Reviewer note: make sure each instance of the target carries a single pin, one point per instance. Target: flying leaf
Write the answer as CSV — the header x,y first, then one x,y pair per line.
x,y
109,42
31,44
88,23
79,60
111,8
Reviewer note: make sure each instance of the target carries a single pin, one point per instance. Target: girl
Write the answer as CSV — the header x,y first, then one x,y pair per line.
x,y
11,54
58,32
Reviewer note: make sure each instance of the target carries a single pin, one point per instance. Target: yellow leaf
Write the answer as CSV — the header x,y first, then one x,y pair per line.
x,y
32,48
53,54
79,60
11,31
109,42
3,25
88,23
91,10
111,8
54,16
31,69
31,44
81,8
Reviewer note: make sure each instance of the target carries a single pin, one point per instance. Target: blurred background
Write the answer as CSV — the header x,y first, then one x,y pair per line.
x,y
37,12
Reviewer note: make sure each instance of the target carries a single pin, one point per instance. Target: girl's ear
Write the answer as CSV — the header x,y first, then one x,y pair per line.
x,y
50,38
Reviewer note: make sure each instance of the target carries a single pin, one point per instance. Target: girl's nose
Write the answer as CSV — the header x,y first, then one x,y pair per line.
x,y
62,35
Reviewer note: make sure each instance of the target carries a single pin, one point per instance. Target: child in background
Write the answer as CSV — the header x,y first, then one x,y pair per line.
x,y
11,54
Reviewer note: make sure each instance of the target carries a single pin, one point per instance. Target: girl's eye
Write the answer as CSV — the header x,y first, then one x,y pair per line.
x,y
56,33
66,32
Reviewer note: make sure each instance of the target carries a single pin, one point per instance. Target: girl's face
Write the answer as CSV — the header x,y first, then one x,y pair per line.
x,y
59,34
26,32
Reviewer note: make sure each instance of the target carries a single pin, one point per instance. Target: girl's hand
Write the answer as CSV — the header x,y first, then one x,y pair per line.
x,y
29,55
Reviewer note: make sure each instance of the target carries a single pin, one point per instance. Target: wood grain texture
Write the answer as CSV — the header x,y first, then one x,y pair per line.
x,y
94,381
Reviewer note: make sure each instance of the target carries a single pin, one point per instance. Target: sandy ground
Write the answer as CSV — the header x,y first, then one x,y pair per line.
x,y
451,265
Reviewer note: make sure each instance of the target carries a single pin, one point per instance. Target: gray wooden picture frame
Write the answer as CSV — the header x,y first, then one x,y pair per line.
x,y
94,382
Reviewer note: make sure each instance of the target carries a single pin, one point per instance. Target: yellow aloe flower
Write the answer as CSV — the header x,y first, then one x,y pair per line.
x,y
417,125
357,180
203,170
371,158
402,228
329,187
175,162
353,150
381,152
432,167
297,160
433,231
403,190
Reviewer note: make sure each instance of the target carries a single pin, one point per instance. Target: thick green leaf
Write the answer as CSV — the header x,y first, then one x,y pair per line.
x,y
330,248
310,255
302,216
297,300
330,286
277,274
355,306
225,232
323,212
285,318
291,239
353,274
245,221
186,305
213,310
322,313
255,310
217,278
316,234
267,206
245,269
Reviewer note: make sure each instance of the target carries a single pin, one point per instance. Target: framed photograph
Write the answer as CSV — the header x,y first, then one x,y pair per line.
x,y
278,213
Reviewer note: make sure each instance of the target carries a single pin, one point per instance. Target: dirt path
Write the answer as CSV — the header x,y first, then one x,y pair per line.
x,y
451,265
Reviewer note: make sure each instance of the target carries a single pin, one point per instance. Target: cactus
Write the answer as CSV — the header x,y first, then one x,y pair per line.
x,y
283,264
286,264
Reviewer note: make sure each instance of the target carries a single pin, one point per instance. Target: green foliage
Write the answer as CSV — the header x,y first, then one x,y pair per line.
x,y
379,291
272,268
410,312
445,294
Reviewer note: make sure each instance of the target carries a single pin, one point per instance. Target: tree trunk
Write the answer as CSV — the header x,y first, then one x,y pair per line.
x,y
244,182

◆ Written exercise ◆
Write out everything from the line containing "Target: dirt path" down to the end of the records, requests included, and add -25 to every x and y coordinate in the answers.

◆ Exercise solution ◆
Reviewer note: make sure each instance of the target carries a single pin, one point per instance. Target: dirt path
Write the answer as CSV — the header x,y first, then one x,y pair per line.
x,y
426,240
Reviewer note: make sure each instance of the target carries a single pin, one point per instance. Target: cactus
Write the answer as CSV — the header x,y first, then one x,y pair per line.
x,y
258,239
261,239
Reviewer note: make sure each instance of the target carries a single pin, one point per instance. Target: green foliage
Write the answer as CSV — the header x,y first, then one x,y pair per line.
x,y
354,266
247,243
385,287
420,269
Reviewer note: make sure each instance of the target carries a single pin, one point per instance. Target: tree trunk
Write the answer as CSV — the header x,y first, then one x,y pair per line.
x,y
219,157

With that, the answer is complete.